### [Task directions]
All of the entries below should be returned verbatim, apart from the pictures.

### [Input data]
>>>>
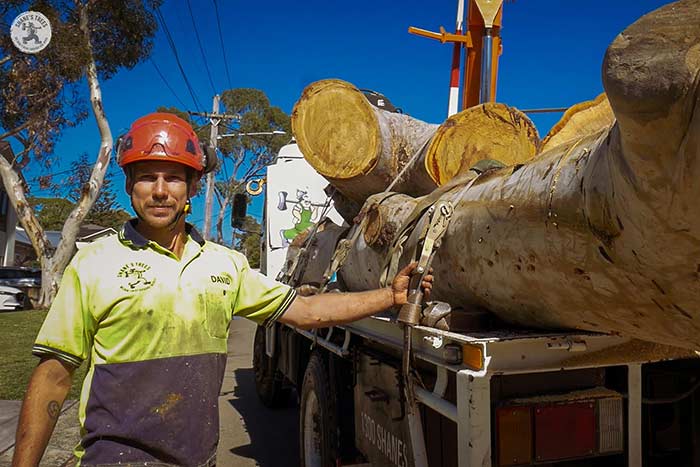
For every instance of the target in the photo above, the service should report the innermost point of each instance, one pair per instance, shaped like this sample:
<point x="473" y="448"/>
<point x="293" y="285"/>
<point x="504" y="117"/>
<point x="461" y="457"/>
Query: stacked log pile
<point x="599" y="232"/>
<<<<
### [Exercise answer]
For every instance of the target in the photo above, the service should report the innermost point of each instance, one pair per instance, shaped like this sample:
<point x="473" y="448"/>
<point x="293" y="285"/>
<point x="504" y="117"/>
<point x="461" y="457"/>
Query: stacked log pile
<point x="599" y="232"/>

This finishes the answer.